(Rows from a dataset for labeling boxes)
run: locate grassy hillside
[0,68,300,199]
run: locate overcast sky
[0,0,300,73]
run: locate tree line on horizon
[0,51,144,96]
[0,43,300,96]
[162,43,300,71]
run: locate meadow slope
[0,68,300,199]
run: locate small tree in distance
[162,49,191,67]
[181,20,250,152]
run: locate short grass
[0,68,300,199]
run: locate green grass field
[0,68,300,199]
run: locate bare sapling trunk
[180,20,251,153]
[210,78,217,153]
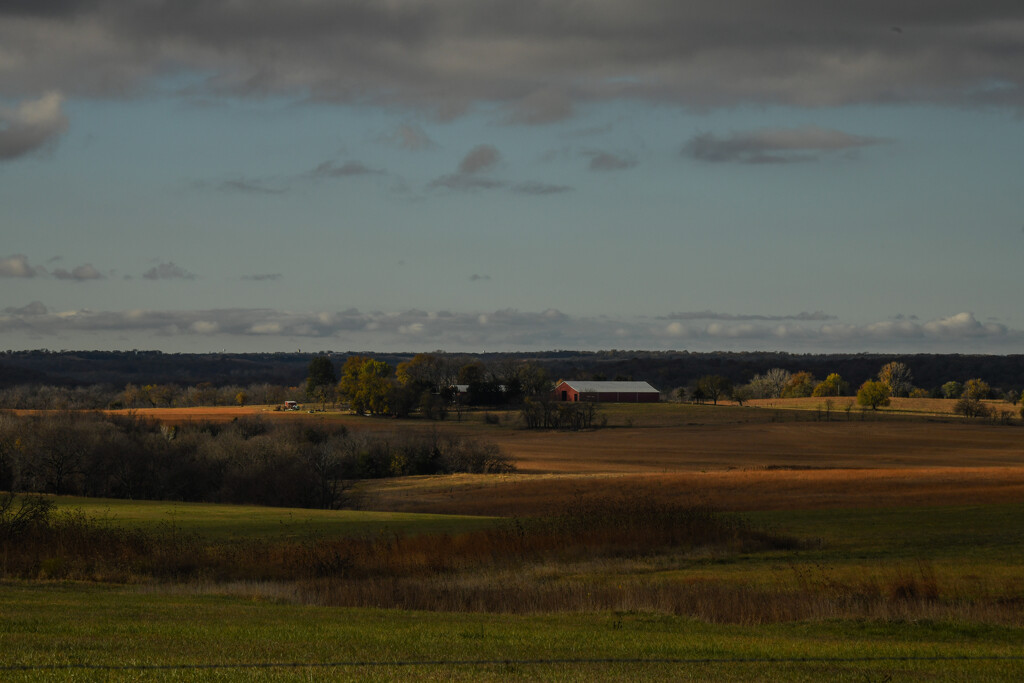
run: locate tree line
[676,360,1024,417]
[0,412,512,509]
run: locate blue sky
[0,5,1024,353]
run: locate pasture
[0,404,1024,680]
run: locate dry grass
[359,466,1024,516]
[746,396,1021,420]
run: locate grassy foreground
[0,583,1024,681]
[54,496,494,541]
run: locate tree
[879,360,913,396]
[961,379,992,400]
[338,355,394,415]
[306,355,338,404]
[942,382,964,398]
[953,391,988,418]
[749,368,793,398]
[857,380,890,411]
[811,373,850,396]
[782,372,817,398]
[697,375,732,405]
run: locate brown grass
[746,396,1021,419]
[359,467,1024,515]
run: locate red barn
[555,380,660,403]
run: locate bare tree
[879,360,913,396]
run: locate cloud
[307,161,381,178]
[6,0,1024,114]
[142,261,196,280]
[584,152,637,171]
[4,301,50,317]
[922,312,1008,337]
[512,181,572,195]
[0,254,40,278]
[665,309,836,321]
[427,173,505,189]
[682,126,884,164]
[459,144,501,173]
[506,87,573,126]
[216,178,288,195]
[52,263,105,282]
[0,92,68,161]
[381,124,436,152]
[0,302,1024,353]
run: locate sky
[0,5,1024,353]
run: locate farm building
[555,380,659,403]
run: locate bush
[953,394,988,418]
[0,413,512,509]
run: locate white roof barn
[555,380,660,403]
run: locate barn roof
[560,380,658,393]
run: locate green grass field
[0,584,1024,681]
[6,499,1024,681]
[54,496,494,540]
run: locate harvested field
[746,396,1020,416]
[96,399,1024,515]
[360,466,1024,516]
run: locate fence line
[0,654,1024,671]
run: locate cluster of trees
[306,353,551,420]
[678,368,850,404]
[0,382,302,411]
[0,413,512,508]
[677,360,1024,417]
[857,361,1003,418]
[519,396,607,431]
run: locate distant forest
[6,350,1024,392]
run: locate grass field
[0,585,1024,681]
[49,497,493,541]
[6,404,1024,681]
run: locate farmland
[0,397,1024,680]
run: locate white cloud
[0,309,1024,353]
[9,0,1024,116]
[682,126,884,164]
[52,263,105,282]
[142,261,196,280]
[0,254,39,278]
[459,144,501,174]
[0,91,68,161]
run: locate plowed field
[99,405,1024,515]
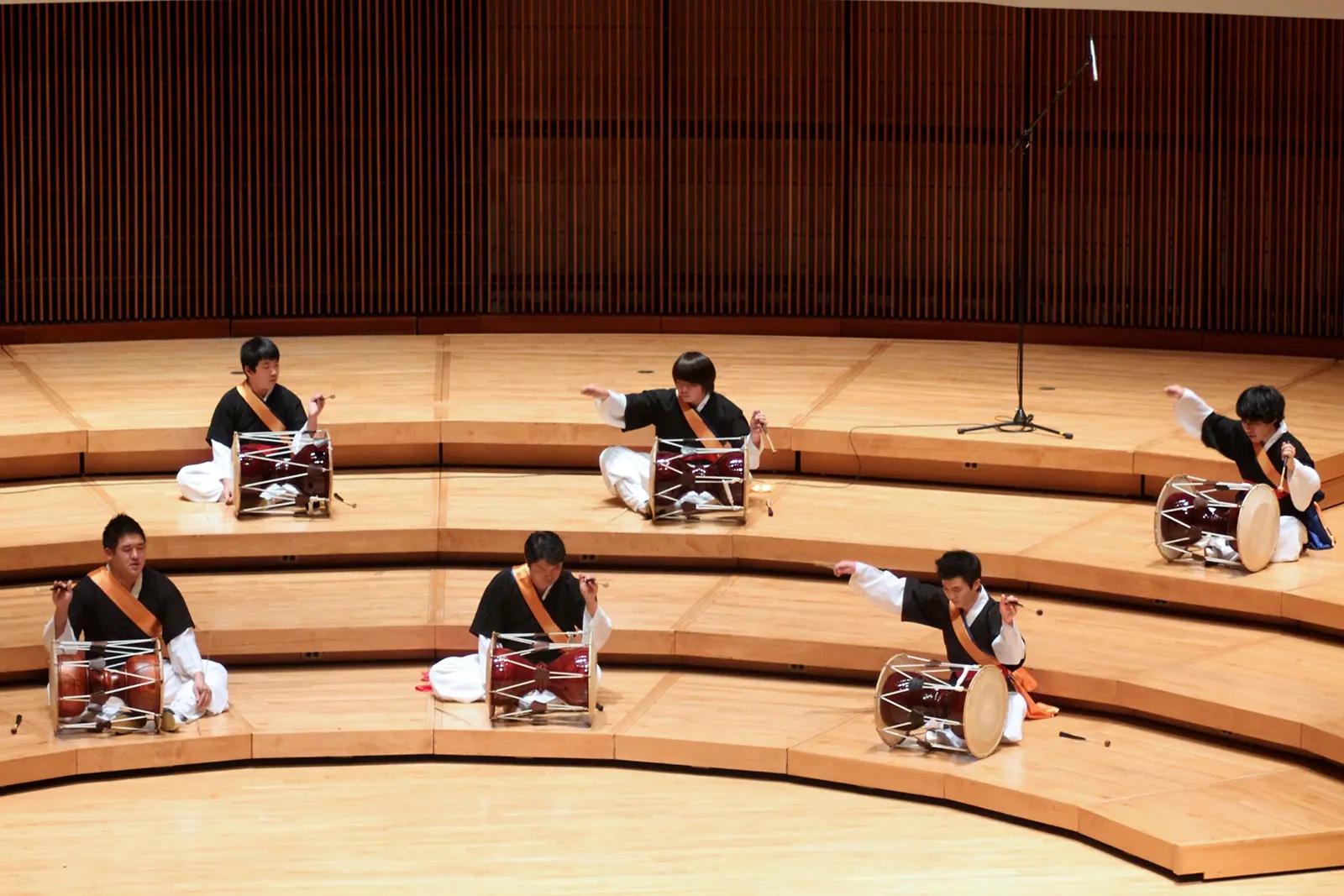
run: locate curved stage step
[8,569,1344,764]
[0,333,1344,501]
[0,469,1344,632]
[0,663,1344,878]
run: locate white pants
[428,649,602,708]
[900,686,1026,750]
[1205,516,1306,563]
[164,659,228,721]
[177,461,225,504]
[596,445,652,516]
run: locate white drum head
[1236,482,1278,572]
[961,666,1008,759]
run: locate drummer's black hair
[672,352,715,392]
[522,532,564,564]
[1236,385,1285,426]
[238,336,280,371]
[934,551,979,584]
[102,513,145,551]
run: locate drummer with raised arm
[835,551,1058,743]
[582,352,769,515]
[1167,385,1335,563]
[177,336,327,504]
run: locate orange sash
[238,380,285,432]
[1255,451,1288,497]
[677,399,723,448]
[513,563,575,636]
[89,567,164,639]
[948,600,1059,719]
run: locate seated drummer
[1167,385,1335,563]
[835,551,1055,743]
[43,513,228,731]
[177,336,327,504]
[428,532,612,703]
[582,352,769,515]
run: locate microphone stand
[957,52,1093,439]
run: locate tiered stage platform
[0,336,1344,878]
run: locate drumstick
[755,411,778,451]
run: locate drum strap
[238,380,285,432]
[948,600,1059,719]
[513,563,575,636]
[89,567,164,639]
[1255,450,1335,544]
[1255,448,1288,497]
[677,399,723,448]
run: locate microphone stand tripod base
[957,407,1074,439]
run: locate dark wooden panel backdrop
[0,0,1344,338]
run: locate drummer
[43,513,228,731]
[428,532,612,703]
[1167,385,1335,563]
[177,336,327,504]
[582,352,769,515]
[835,551,1057,743]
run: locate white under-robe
[849,563,1026,748]
[1176,390,1321,563]
[428,601,612,705]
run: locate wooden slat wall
[0,0,1344,338]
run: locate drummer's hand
[580,575,596,612]
[51,580,76,609]
[195,672,213,712]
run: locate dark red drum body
[486,636,596,726]
[50,639,163,732]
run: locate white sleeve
[583,603,612,650]
[593,392,625,430]
[210,439,234,482]
[744,435,764,470]
[1176,390,1214,439]
[289,421,313,454]
[168,629,204,679]
[42,614,76,657]
[849,563,906,616]
[985,621,1026,666]
[1288,461,1321,511]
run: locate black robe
[900,578,1026,669]
[625,388,751,439]
[70,567,195,643]
[206,383,307,446]
[472,569,586,649]
[1200,412,1335,551]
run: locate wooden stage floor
[0,334,1344,495]
[0,663,1344,878]
[0,334,1344,878]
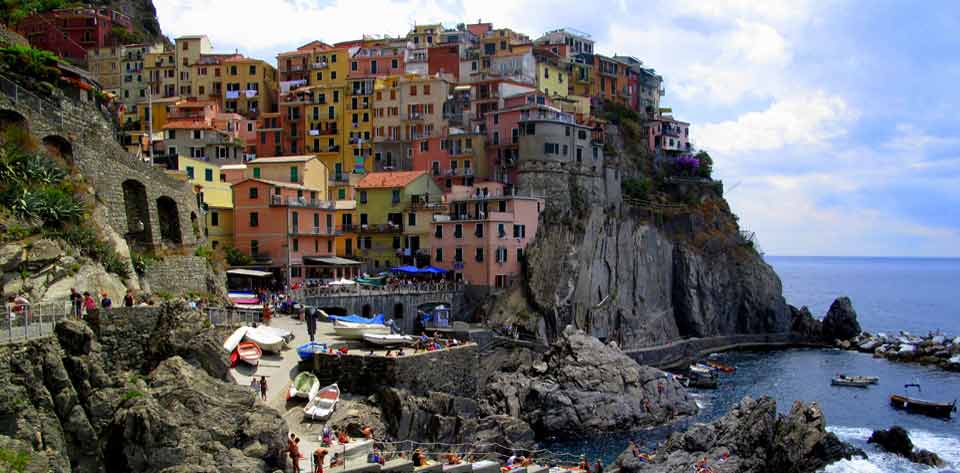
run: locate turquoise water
[544,257,960,473]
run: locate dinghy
[303,383,340,419]
[223,327,249,352]
[243,327,287,353]
[287,372,320,399]
[297,342,327,361]
[363,333,413,346]
[237,342,263,366]
[333,320,390,340]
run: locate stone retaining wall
[299,344,478,399]
[624,333,820,368]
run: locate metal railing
[0,302,71,345]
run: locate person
[413,448,430,467]
[70,288,83,319]
[313,448,327,473]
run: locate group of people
[250,376,267,402]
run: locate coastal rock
[823,297,860,341]
[867,425,944,467]
[611,397,865,473]
[481,327,697,437]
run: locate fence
[207,307,261,327]
[0,302,70,345]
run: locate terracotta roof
[357,171,427,189]
[247,154,317,164]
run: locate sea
[542,256,960,473]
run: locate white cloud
[693,92,858,153]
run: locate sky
[154,0,960,257]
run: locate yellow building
[357,171,443,271]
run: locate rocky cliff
[525,198,791,349]
[612,397,866,473]
[0,306,287,473]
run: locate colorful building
[430,182,544,288]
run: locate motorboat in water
[333,320,390,340]
[363,333,414,346]
[303,383,340,419]
[287,371,320,399]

PROBLEM TO SOLVE | Revise the data above so that every instance of "green grass field" becomes "grassy field" and nothing else changes. Omit the pictures from your answer.

RIGHT ANSWER |
run: locate grassy hillside
[0,68,300,199]
run: locate overcast sky
[0,0,300,73]
run: locate tree line on horizon
[0,51,144,96]
[0,43,300,96]
[162,43,300,71]
run: locate meadow slope
[0,68,300,199]
run: locate small tree in distance
[162,49,191,67]
[181,20,250,152]
run: locate short grass
[0,68,300,199]
run: locate grassy field
[0,68,300,199]
run: locate bare sapling trunk
[180,20,251,153]
[210,78,217,153]
run: locate tree line
[676,360,1024,417]
[0,412,512,509]
run: locate blue sky
[0,5,1024,353]
run: locate pasture
[0,404,1024,680]
run: locate dry grass
[359,466,1024,516]
[746,396,1021,420]
run: locate grassy foreground
[0,583,1024,681]
[54,496,494,541]
run: locate tree
[879,360,913,396]
[961,379,992,400]
[338,355,394,415]
[306,355,338,404]
[942,382,964,398]
[953,391,988,418]
[749,368,793,398]
[857,380,890,411]
[811,373,850,396]
[782,372,817,398]
[697,375,732,405]
run: locate brown grass
[746,396,1021,419]
[359,467,1024,515]
run: locate red barn
[555,380,660,403]
run: locate bare tree
[879,360,913,396]
run: locate cloud
[307,161,381,178]
[6,0,1024,114]
[142,261,196,280]
[584,152,637,171]
[4,301,50,317]
[922,312,1008,337]
[512,181,572,195]
[0,254,40,278]
[665,309,836,321]
[427,173,505,189]
[682,126,884,164]
[459,144,501,173]
[506,87,573,126]
[216,178,288,195]
[52,263,105,282]
[0,92,68,161]
[381,124,436,152]
[0,302,1024,353]
run: locate sky
[0,5,1024,353]
run: locate farm building
[555,380,659,403]
run: locate bush
[953,394,988,418]
[0,413,512,509]
run: locate white roof barn
[555,380,660,403]
run: locate barn roof
[560,380,658,393]
run: locate grassy field
[0,584,1024,681]
[6,499,1024,681]
[54,496,494,540]
run: locate harvested field
[746,396,1020,416]
[96,399,1024,515]
[360,466,1024,516]
run: locate fence line
[0,654,1024,671]
run: locate cluster of trees
[306,353,551,420]
[678,368,850,404]
[0,382,302,411]
[0,413,512,508]
[677,360,1024,417]
[857,361,1003,418]
[519,396,607,431]
run: locate distant forest
[6,350,1024,392]
run: locate grass field
[0,585,1024,681]
[49,497,493,541]
[6,404,1024,681]
run: locate farmland
[0,397,1024,680]
run: locate white cloud
[0,309,1024,353]
[9,0,1024,116]
[682,126,884,164]
[52,263,105,282]
[142,261,196,280]
[0,254,39,278]
[459,144,501,174]
[0,91,68,161]
run: locate plowed field
[99,405,1024,515]
run: locate curved stage step
[8,569,1344,764]
[0,333,1344,501]
[0,469,1344,632]
[0,663,1344,878]
run: locate white pants
[428,649,602,708]
[900,686,1026,750]
[1205,516,1306,563]
[164,659,228,721]
[177,461,225,504]
[596,445,652,516]
run: locate white drum head
[1236,482,1278,572]
[961,666,1008,759]
run: locate drummer's black hair
[672,352,715,392]
[522,532,564,564]
[1236,385,1285,426]
[238,336,280,371]
[934,551,979,584]
[102,513,145,551]
run: locate drummer with raised arm
[835,551,1058,743]
[582,352,769,515]
[1167,385,1335,563]
[177,336,327,504]
run: locate orange sash
[238,380,285,432]
[1255,451,1288,497]
[677,399,723,448]
[513,563,575,636]
[89,567,164,639]
[948,600,1059,719]
run: locate seated drummer
[1167,385,1335,563]
[835,551,1055,743]
[43,513,228,731]
[177,336,327,504]
[428,532,612,703]
[582,352,769,515]
run: locate microphone stand
[957,52,1093,439]
run: locate tiered stage platform
[0,336,1344,878]
run: locate drumstick
[755,411,778,451]
run: locate drum strap
[238,380,285,432]
[948,600,1059,719]
[513,563,575,636]
[89,567,164,639]
[1255,450,1335,544]
[1255,448,1288,497]
[677,399,723,448]
run: locate microphone stand tripod base
[957,407,1074,439]
run: locate dark wooden panel backdrop
[0,0,1344,338]
run: locate drummer
[43,513,228,731]
[428,532,612,703]
[1167,385,1335,563]
[177,336,327,504]
[582,352,769,515]
[835,551,1057,743]
run: locate white under-robe
[849,563,1026,748]
[1176,390,1321,563]
[428,601,612,705]
run: locate wooden slat wall
[0,0,1344,338]
run: locate drummer's hand
[580,575,596,612]
[51,580,76,609]
[195,672,213,712]
run: locate dark red drum body
[486,636,596,726]
[50,639,163,732]
run: locate white sleeve
[583,603,612,650]
[593,392,625,430]
[210,439,234,482]
[744,435,764,470]
[1176,390,1214,439]
[289,421,313,454]
[168,629,204,679]
[42,614,76,657]
[849,563,906,616]
[985,621,1026,666]
[1288,461,1321,511]
run: locate black robe
[900,578,1026,669]
[625,388,751,439]
[70,567,195,643]
[206,383,307,446]
[472,569,586,649]
[1200,412,1335,551]
run: locate wooden stage floor
[0,334,1344,495]
[0,663,1344,878]
[0,334,1344,878]
run: locate turquoise water
[544,257,960,473]
run: locate dinghy
[303,383,340,419]
[223,327,249,352]
[243,327,287,353]
[287,372,320,399]
[297,342,327,361]
[363,333,413,346]
[237,342,263,366]
[333,320,390,340]
run: locate stone retaining wall
[299,344,478,399]
[624,333,820,368]
run: locate metal railing
[0,302,71,345]
run: locate person
[413,448,430,467]
[70,288,83,319]
[313,448,327,473]
run: locate group of people
[250,376,267,402]
run: locate coastal rock
[823,297,860,341]
[867,425,944,467]
[611,397,865,473]
[481,327,697,437]
run: locate fence
[207,307,261,327]
[0,302,70,345]
run: locate terracotta roof
[357,171,427,189]
[247,154,317,164]
run: locate sea
[542,256,960,473]
run: locate white cloud
[693,92,858,153]
run: locate sky
[154,0,960,257]
run: locate yellow building
[357,171,443,271]
run: locate rocky cliff
[525,198,791,349]
[612,397,866,473]
[0,306,287,473]
run: locate colorful building
[430,182,544,288]
run: locate motorboat in water
[333,320,390,340]
[363,333,414,346]
[303,383,340,419]
[287,371,320,399]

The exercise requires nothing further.